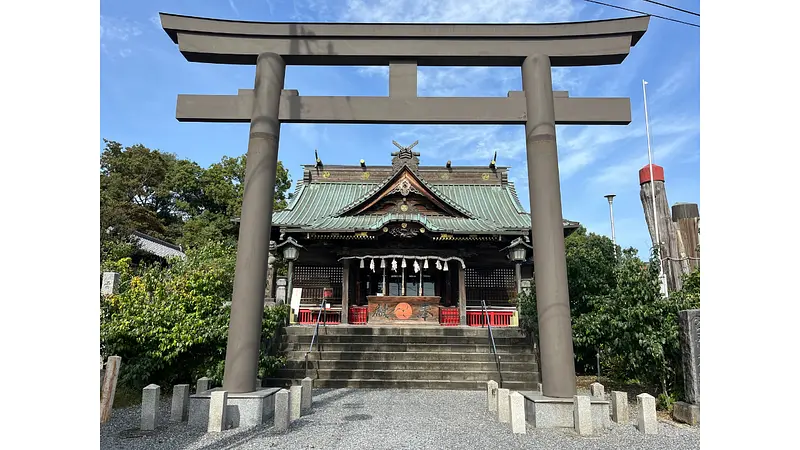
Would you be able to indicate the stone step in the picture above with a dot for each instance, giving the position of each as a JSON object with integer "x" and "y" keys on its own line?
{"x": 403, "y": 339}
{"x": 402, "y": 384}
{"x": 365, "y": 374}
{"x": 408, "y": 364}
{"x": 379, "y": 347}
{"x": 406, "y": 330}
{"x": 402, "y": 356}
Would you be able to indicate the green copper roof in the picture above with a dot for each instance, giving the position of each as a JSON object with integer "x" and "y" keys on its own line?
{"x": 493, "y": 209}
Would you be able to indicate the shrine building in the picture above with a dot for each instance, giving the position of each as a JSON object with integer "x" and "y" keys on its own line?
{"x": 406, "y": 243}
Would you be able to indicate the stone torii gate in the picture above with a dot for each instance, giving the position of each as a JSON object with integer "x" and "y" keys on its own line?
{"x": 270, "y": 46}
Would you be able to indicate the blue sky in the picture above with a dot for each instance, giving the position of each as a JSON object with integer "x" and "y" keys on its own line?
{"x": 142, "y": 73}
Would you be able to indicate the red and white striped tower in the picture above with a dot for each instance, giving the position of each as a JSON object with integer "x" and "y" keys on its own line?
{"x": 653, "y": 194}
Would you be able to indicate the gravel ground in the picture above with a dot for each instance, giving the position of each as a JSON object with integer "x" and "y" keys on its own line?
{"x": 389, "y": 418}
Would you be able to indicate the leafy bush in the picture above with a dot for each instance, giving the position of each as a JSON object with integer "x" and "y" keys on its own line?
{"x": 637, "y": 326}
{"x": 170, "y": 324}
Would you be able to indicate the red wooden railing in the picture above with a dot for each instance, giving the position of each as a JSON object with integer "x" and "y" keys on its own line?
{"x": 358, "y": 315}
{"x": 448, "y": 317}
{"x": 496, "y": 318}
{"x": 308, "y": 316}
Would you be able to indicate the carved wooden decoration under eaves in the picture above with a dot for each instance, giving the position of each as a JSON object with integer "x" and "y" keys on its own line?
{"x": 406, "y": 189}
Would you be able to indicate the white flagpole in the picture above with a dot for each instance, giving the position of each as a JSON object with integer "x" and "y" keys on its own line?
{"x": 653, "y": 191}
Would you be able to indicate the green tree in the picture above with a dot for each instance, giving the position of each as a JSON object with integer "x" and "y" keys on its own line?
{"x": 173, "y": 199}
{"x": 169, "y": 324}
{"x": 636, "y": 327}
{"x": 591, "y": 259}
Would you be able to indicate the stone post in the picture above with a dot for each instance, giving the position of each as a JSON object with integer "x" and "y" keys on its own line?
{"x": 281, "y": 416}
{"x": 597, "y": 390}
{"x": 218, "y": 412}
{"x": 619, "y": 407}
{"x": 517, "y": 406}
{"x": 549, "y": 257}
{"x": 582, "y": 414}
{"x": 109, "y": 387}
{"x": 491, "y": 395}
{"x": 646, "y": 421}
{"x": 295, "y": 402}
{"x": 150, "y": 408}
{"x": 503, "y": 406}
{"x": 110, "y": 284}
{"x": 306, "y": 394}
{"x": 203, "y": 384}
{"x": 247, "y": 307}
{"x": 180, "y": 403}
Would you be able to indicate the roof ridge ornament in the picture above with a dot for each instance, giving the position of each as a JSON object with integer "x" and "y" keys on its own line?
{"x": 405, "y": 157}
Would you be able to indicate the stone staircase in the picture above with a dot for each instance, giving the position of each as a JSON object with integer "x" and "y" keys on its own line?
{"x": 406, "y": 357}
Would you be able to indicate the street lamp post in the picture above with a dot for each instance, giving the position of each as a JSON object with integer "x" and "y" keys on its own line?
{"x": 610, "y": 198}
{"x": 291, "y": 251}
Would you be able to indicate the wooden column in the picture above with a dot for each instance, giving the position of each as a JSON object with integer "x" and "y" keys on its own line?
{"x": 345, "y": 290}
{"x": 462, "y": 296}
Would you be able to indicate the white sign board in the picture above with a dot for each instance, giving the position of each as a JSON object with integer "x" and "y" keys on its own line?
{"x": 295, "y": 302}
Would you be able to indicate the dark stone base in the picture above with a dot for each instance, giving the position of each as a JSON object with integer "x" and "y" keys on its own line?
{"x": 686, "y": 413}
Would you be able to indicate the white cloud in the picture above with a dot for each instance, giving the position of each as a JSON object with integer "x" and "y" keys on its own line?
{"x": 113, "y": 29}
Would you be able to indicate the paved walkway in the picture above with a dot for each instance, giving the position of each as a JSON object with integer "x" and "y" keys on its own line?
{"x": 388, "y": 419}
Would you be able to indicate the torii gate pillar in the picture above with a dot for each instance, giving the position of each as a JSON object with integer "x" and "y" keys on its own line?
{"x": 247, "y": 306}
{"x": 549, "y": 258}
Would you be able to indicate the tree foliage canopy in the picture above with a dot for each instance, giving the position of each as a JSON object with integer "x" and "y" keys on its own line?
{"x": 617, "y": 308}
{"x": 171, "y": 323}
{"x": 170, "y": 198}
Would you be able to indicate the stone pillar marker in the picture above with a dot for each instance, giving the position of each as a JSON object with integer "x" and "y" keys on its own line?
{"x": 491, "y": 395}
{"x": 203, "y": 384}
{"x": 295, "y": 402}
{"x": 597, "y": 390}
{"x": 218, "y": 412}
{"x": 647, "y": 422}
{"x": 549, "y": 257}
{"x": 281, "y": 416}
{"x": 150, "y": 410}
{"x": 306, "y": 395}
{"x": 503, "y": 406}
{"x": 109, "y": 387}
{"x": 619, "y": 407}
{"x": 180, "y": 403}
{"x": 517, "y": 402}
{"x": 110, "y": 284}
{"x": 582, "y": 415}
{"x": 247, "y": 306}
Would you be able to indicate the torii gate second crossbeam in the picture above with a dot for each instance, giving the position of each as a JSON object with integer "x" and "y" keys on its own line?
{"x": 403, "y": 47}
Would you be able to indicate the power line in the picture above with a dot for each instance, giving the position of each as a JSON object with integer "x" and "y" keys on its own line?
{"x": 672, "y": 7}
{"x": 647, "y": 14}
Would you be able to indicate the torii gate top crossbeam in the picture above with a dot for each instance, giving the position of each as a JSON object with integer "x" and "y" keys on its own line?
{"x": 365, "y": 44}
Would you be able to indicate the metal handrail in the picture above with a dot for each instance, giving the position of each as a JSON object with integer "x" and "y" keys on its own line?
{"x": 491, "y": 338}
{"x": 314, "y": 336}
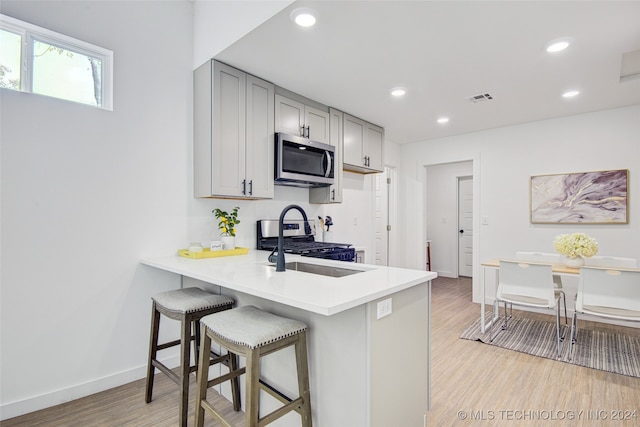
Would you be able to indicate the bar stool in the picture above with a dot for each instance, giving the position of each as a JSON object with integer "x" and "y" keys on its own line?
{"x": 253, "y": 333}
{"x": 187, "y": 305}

Activity — No pictures belong in the copy. Repeat the entries exactly.

Result —
Would you be able to indicate the stone step in the picture above with a dot for each instance, giving the position of each as a JSON object with integer "x" and "y" keys on its own line?
{"x": 403, "y": 339}
{"x": 402, "y": 384}
{"x": 365, "y": 374}
{"x": 408, "y": 364}
{"x": 379, "y": 347}
{"x": 406, "y": 330}
{"x": 402, "y": 356}
Would you be able to indicate the green copper roof in the picture above with a dot for each instance, giving the position of each as a JSON object with integer "x" and "y" keys on its own line?
{"x": 493, "y": 209}
Would you be able to indicate the shrine building in the picture above with a dot for each instance, giving the position of each as a JSON object with integer "x" and "y" keys on its own line?
{"x": 406, "y": 243}
Would you be able to indicate the stone torii gate in the picture above with a dot for each instance, giving the position of each as a JSON object with integer "x" and "y" keys on its own line?
{"x": 270, "y": 46}
Would you be able to indicate the blue sky in the picture above with a dot for each instance, giving the position of each as a JSON object with integer "x" and "y" keys on its own line?
{"x": 142, "y": 73}
Would you be able to indicate the red and white striped tower in the picture above with a dot for each instance, giving the position of each as a JSON object with integer "x" and "y" keys on its own line?
{"x": 653, "y": 194}
Would you be able to indicate the gravel ground in the picture above with a dot for each instance, giving the position of each as a JSON object with integer "x" and "y" keys on its own line?
{"x": 389, "y": 418}
Would you be able to indicate the leafy bush in the picture above with a dot for each instance, giving the position of each as a JSON object with integer "x" and "y" keys on its own line?
{"x": 637, "y": 326}
{"x": 170, "y": 324}
Would you be able to indicate the red wooden railing in the picture above with a dot for each instance, giving the position of each as a JSON object with integer "x" and "y" keys on its own line?
{"x": 358, "y": 315}
{"x": 448, "y": 317}
{"x": 496, "y": 318}
{"x": 308, "y": 316}
Would you be able to indicate the carved wooden decoration under eaves in the picture above with a dot for each instance, giving the position of each as a JSON object with integer "x" and "y" keys on its own line?
{"x": 406, "y": 189}
Would you be able to indicate the white flagpole in the picture above with a dot for each instance, giving the position of each as a JSON object with integer "x" and "y" keys on its own line?
{"x": 653, "y": 191}
Would you be able to indicate the green tree in the picture above with a dot for each instance, giving the position of each as a JSON object with integer "x" and "y" keys on its own line?
{"x": 173, "y": 199}
{"x": 169, "y": 324}
{"x": 636, "y": 327}
{"x": 591, "y": 259}
Would you be able to indicate the stone post in the picture above with a dot for each instance, giving the position of each as a JSON object with integer "x" and "y" keys on its own line?
{"x": 281, "y": 416}
{"x": 597, "y": 390}
{"x": 218, "y": 412}
{"x": 619, "y": 407}
{"x": 517, "y": 406}
{"x": 549, "y": 257}
{"x": 582, "y": 414}
{"x": 109, "y": 387}
{"x": 491, "y": 395}
{"x": 646, "y": 421}
{"x": 295, "y": 402}
{"x": 150, "y": 408}
{"x": 503, "y": 406}
{"x": 110, "y": 284}
{"x": 306, "y": 394}
{"x": 203, "y": 384}
{"x": 247, "y": 307}
{"x": 180, "y": 403}
Would you be able to indicate the roof ridge ornament in the picture above with a dot for each instance, giving the position of each as a JSON object with integer "x" and "y" keys on its own line?
{"x": 405, "y": 157}
Would you be able to indicate the stone staircase in the picture above with a dot for each instance, giving the position of each as a JSON object with integer "x" and "y" keys on its own line?
{"x": 406, "y": 357}
Would you be able to indicate the street lamp post in the picture above with a dot for each instance, giving the position of each as a JSON object with integer "x" and "y" keys on its own line?
{"x": 610, "y": 198}
{"x": 291, "y": 251}
Would you be able to indicate the wooden column in the picture above with a dot for each instance, giving the position of each as a JSON object with integer "x" and "y" keys on its own line?
{"x": 345, "y": 290}
{"x": 462, "y": 296}
Would you be able to indicate the white sign board in the picture above with a dot for each instance, giving the position of each as a JSON object with integer "x" and "y" keys on its own line?
{"x": 295, "y": 302}
Would you be able to indicate the dark stone base in the picture above with a dot for each instance, giving the position of each as a JSON object with integer "x" and "y" keys on its own line?
{"x": 686, "y": 413}
Would you be able to indicate the white cloud in the picture above with a dot for each instance, giving the position of each as a JSON object with integer "x" and "y" keys on its own line?
{"x": 113, "y": 29}
Would you be able to indicate the paved walkway in the picture above with a dot for each instance, giving the position of each as a JSON object with integer "x" and "y" keys on its own line?
{"x": 388, "y": 419}
Would you be able to indicate the torii gate pillar in the picture above with a dot for each instance, giving the position of each as a JSON object with integer "x" and "y" keys on its own line?
{"x": 247, "y": 306}
{"x": 549, "y": 258}
Would you be able to indicate the tree foliage canopy in the picture above with a dot for each instance, giving the position of each as a JSON object with integer "x" and "y" keys on its own line?
{"x": 617, "y": 308}
{"x": 171, "y": 323}
{"x": 170, "y": 198}
Would you be able to indicate the stone pillar marker in the picture above with a dot for each instance, giving the position of each as a JSON object with integer "x" and "y" keys on its own line?
{"x": 491, "y": 395}
{"x": 203, "y": 384}
{"x": 295, "y": 402}
{"x": 597, "y": 390}
{"x": 218, "y": 412}
{"x": 647, "y": 422}
{"x": 549, "y": 257}
{"x": 281, "y": 416}
{"x": 150, "y": 410}
{"x": 306, "y": 395}
{"x": 503, "y": 406}
{"x": 109, "y": 387}
{"x": 619, "y": 407}
{"x": 180, "y": 403}
{"x": 517, "y": 402}
{"x": 110, "y": 284}
{"x": 582, "y": 415}
{"x": 247, "y": 306}
Would you be able to indicate the torii gate second crossbeam in the picture above with a dot for each instance, giving the position of each as a JSON object with integer "x" and "y" keys on its own line?
{"x": 403, "y": 47}
Would you be able to indicate the power line in the picture above with a dot for each instance, giving the position of each as a JSON object with integer "x" and "y" keys on its own line?
{"x": 672, "y": 7}
{"x": 647, "y": 14}
Would you be able to indicate the torii gate top crossbeam in the picture above with a dot for each instance, giving the position of each as a JSON object with integer "x" and "y" keys on its own line?
{"x": 365, "y": 44}
Would you be able to indicate the metal handrail in the picture above with a dot for each instance, giving the position of each as a JSON object with integer "x" and "y" keys on its own line?
{"x": 491, "y": 338}
{"x": 314, "y": 336}
Would you be able to indicate the bar stool in the picture above with a dot for each instance, giving the position of each as a JSON object with integer "x" and "y" keys on its own line?
{"x": 253, "y": 333}
{"x": 187, "y": 305}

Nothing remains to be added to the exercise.